Exercice proposé
Répondez aux questions suivantes à partir du texte sur le chauffage au bois.
1. Selon le SER, combien de foyers français le chauffage au bois domestique aurait-il conquis, hors systèmes collectifs ?
2. Quel était le coût moyen d'une chaudière à bûches en 2023 ?
3. D'après les chiffres de l'ONF, quel est le prix du kWh pour le granulé en vrac ?
═════ Texte présenté
Le chauffage au bois, une solution particulièrement économique ?
D’après le Syndicat des Énergies Renouvelables (SER), le chauffage au bois domestique aurait aujourd’hui conquis 7,3 millions de foyers français – et même 10 millions en incluant les systèmes collectifs (tels que les réseaux de chaleur). Grâce à cette croissance, le bois-énergie représentait 35 % des énergies renouvelables utilisées en France en 2022, et fournissait à lui seul 63 % de la chaleur renouvelable.
Dans la famille du « chauffage au bois », on retrouve non seulement les poêles (à bûches, à plaquettes et à granulés), mais aussi les chaudières (à bois déchiqueté, à bûches et à granulés), entre lesquelles la confusion est fréquente, selon Uniclima et le Syndicat Français des Chaudiéristes Biomasse (SFCB).
Mais quel est le coût de tels équipements ?
En 2023, selon le SER, le coût moyen était de 4 500 € pour un poêle à bûches, 5 000 € pour un poêle à granulés, 12 500 € pour une chaudière à bûches, et 14 000 € pour une chaudière à granulés. Ces prix à l’achat pouvant varier en fonction de la puissance des appareils, leurs performances, le niveau de connectiques intégrées, le type de chargement, le silo, l’habillage, ou encore le design.
Côté aides de l'État, Éric Trendel, président du comité stratégique EnR au sein d’Uniclima, nous précise que les aides pour une chaudière à granulés s’élevaient en 2023 à 10 000 € dans le cadre de MaPrimeRénov’, et à 4 000 € supplémentaires avec les Certificats d’Économies d’Énergie (CEE), pour un ménage très modeste, permettant ainsi de couvrir intégralement l’achat d’une chaudière à 14 000 € pour les plus précaires.
Quels prix pour le bois-énergie ?
Le bois serait par ailleurs la source d’énergie la plus économique avec 4,46 centimes d’euros TTC par kWh pour le bois bûche et 10 centimes pour le granulé en vrac, contre 13,8 centimes pour le fioul domestique, 18,25 centimes pour le gaz propane et 25,1 centimes pour le chauffage électrique, selon les chiffres de l’ONF datant de septembre 2023.
══════════
═════ Données fournies
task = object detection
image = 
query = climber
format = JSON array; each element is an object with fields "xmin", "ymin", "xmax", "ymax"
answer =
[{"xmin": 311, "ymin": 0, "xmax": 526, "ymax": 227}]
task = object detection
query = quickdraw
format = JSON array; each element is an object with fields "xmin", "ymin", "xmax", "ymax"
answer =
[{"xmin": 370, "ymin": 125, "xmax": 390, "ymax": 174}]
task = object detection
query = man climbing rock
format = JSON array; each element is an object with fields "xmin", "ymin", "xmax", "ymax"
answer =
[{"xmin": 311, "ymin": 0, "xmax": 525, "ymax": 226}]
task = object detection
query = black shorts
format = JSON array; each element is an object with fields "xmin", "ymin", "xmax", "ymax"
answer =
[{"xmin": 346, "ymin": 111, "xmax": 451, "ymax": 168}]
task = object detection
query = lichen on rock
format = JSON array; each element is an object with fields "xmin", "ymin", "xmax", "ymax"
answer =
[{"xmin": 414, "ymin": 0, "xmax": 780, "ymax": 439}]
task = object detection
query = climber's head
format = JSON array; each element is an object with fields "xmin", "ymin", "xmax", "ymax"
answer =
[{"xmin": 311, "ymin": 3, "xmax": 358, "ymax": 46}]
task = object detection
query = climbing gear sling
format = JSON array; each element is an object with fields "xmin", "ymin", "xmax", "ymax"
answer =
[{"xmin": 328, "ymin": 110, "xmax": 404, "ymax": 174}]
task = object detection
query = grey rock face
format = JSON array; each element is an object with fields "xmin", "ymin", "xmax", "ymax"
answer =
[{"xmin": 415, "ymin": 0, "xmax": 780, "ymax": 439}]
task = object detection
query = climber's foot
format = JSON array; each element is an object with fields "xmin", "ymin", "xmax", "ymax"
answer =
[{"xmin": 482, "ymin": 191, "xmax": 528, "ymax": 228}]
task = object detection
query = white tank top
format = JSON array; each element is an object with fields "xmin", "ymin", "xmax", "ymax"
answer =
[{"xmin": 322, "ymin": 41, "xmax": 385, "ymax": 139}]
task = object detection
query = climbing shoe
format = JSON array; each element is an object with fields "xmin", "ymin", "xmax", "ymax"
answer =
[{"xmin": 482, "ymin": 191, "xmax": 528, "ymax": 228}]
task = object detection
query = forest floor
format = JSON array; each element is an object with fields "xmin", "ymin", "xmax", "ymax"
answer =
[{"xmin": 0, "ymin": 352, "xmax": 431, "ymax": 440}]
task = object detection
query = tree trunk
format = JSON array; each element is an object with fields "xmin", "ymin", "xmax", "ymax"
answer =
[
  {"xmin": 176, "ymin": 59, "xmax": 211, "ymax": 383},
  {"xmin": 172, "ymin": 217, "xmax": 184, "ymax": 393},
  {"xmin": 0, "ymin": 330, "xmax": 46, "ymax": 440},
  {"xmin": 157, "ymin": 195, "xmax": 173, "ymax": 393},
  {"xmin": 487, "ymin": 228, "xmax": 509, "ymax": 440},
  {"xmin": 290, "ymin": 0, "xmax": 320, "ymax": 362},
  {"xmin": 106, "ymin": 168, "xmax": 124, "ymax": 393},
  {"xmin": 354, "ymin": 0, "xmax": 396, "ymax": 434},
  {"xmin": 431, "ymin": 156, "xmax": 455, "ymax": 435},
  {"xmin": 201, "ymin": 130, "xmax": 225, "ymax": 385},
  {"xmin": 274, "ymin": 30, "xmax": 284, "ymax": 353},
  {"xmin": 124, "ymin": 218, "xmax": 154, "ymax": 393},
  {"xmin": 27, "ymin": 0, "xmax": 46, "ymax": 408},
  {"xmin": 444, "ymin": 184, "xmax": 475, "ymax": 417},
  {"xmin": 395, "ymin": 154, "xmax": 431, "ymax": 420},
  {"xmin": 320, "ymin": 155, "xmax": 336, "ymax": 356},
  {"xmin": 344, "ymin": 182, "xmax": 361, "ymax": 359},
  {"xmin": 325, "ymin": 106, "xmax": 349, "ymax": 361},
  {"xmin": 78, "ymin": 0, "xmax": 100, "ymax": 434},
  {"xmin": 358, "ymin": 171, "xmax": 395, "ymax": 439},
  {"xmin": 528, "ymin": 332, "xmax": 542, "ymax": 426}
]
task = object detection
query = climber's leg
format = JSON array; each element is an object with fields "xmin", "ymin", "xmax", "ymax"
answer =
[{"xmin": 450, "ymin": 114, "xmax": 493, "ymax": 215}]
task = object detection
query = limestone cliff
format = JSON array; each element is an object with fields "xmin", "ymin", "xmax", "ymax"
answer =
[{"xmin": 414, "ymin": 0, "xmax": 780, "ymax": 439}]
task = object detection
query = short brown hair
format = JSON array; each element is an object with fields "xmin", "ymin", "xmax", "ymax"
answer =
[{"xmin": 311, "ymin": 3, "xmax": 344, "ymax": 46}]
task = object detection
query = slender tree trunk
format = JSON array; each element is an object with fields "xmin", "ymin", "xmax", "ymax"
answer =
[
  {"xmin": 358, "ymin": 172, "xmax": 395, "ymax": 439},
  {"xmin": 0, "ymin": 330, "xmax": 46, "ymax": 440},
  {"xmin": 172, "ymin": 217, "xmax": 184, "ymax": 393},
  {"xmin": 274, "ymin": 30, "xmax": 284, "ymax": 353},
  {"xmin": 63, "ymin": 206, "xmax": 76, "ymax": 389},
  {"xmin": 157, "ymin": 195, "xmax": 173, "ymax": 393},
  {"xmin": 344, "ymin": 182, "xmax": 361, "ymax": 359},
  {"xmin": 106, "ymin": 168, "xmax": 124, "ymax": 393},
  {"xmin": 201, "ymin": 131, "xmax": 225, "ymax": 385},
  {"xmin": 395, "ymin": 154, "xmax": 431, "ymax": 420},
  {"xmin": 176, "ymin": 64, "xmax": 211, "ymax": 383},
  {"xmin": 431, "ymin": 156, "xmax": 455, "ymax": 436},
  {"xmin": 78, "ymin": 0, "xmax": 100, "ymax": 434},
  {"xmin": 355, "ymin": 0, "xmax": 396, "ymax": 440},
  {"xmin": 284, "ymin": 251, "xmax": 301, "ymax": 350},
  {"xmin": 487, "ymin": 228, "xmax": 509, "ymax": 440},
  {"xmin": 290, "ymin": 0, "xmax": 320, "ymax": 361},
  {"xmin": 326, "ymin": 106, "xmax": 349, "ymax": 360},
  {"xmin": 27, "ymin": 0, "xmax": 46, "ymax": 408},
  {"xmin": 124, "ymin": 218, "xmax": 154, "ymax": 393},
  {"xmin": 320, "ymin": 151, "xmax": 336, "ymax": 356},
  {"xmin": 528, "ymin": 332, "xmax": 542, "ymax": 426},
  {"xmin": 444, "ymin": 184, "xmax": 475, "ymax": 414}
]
══════════
Réponse
1. 7,3 millions de foyers.
2. 12 500 €.
3. 10 centimes d'euros TTC par kWh.